◆ TEXT PASSAGE
+---+

Under SBY, the authority of the Indonesian Ulama Council, Majelis Ulama Indonesia (MUI), was enhanced. The MUI was created by Soeharto in 1975 to provide halal certification and issue fatwas on current matters of concern. Its membership is drawn from large Sunni organizations like NU and Muhammadiyah as well as numerous smaller groups. Shiites and Ahmadis, however, are excluded. Although the government appoints its members and funds it, the Council makes its decisions independently, its fatwas are not legally binding, and they do not necessarily reflect government policy. This semi-official status creates widespread confusion about its authority, especially since the MUI has become more extreme and has sought to expand its powers, as evidenced by the wider range of subjects upon which it issues fatwas. In 2016, after police started to enforce some MUI fatwas, President Joko Widodo (Jokowi) had to warn them that MUI edicts were not government laws or regulations and that therefore the police had no authority to enforce them.3
In 2005, while SBY was president, he spoke to the MUI’s National Congress and promised to increase its authority to define what constituted proper Islam. Shortly thereafter, the MUI issued fatwas prohibiting interfaith prayer, mixed marriages, interfaith inheritance, religious pluralism, liberalism, and secularism.4 SBY’s government also issued a “Joint Regulation on Houses of Worship” in 2006, which has been used widely to restrict minorities. Two years later, the government issued a specifically anti-Ahmadiyya decree.
President Jokowi, in office since 2014, has been critical of more restrictive forms of Islam, stressed religious toleration, and emphasized that the MUI does not make government policy. Despite these changes, the radicalization that took hold during SBY’s presidency has continued, resulting in increased incidents of religious violence and other forms of intolerance, such as blasphemy charges.5 Islamist groups are outmaneuvering and outperforming the massive but unwieldly NU and Muhamadiyyah organizations.
Traditional Indonesian Islam
Islam initially spread throughout Indonesia via merchants and missionaries, several of whom had Chinese or Central Asian ancestry. 6 The largely peaceful spread of Islam has led to a variety of co-existing, independent Islamic organizations, which have formed the basis for a robust civil society. The country is home to the world’s largest Muslim organizations, Nahdlatul Ulama (NU) and Muhammadiyah, which have perhaps fifty million and forty million followers, respectively. NU’s base is in villages and towns, where it operates a massive network of thousands of Islamic schools (pesantren) serving millions of students. NU also runs twenty-two universities, owns many magazines, and engages in expansive charitable and social work. Similarly, Muhammadiyah runs twenty-nine universities. Its focus, however, is somewhat different from NU’s: It stresses the importance of a modern and pure Islam, freed from cultural accretions, and gives particular attention to influencing and educating people in the professions and in higher education.

+---+

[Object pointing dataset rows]
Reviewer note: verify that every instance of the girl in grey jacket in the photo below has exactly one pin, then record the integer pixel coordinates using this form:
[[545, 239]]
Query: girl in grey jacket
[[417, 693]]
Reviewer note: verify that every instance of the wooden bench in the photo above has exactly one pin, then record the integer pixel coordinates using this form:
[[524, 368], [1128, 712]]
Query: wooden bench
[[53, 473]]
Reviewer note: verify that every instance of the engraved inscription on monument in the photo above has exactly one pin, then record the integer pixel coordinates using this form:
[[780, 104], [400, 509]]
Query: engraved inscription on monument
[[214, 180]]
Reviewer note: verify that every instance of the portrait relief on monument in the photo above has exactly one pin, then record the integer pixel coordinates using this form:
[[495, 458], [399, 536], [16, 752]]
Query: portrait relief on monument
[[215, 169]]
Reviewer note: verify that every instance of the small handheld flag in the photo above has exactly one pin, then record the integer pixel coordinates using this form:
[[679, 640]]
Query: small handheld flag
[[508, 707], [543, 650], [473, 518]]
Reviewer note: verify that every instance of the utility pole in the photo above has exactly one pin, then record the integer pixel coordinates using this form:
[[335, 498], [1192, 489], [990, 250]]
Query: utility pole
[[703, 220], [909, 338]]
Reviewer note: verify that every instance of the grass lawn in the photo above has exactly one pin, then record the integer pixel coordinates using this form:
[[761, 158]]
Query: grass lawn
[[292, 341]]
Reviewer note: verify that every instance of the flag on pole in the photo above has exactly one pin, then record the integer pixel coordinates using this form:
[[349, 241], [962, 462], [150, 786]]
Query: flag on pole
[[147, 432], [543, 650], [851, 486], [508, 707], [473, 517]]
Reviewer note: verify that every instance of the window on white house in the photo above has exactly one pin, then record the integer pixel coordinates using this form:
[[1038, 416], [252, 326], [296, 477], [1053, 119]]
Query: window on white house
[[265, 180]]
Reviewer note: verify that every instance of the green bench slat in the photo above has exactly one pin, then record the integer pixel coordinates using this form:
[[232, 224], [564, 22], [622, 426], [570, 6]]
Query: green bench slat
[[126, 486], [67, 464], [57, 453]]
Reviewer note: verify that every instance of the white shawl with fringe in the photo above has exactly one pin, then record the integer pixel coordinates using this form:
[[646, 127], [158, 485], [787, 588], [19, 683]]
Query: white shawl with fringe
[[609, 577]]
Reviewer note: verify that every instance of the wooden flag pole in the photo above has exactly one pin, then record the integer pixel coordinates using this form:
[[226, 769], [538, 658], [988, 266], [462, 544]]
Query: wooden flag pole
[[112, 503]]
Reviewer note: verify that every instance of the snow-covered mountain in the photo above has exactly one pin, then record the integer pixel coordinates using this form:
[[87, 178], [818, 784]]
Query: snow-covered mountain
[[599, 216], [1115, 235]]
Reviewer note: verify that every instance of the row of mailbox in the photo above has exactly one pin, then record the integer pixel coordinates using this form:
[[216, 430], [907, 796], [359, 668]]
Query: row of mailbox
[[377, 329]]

+---+

◆ WHAT IS BEING ASKED
Please return the passage on Islam in Indonesia verbatim, starting at "President Jokowi, in" and ending at "and Muhamadiyyah organizations.".

◆ SOLUTION TO THE EXERCISE
President Jokowi, in office since 2014, has been critical of more restrictive forms of Islam, stressed religious toleration, and emphasized that the MUI does not make government policy. Despite these changes, the radicalization that took hold during SBY’s presidency has continued, resulting in increased incidents of religious violence and other forms of intolerance, such as blasphemy charges.5 Islamist groups are outmaneuvering and outperforming the massive but unwieldly NU and Muhamadiyyah organizations.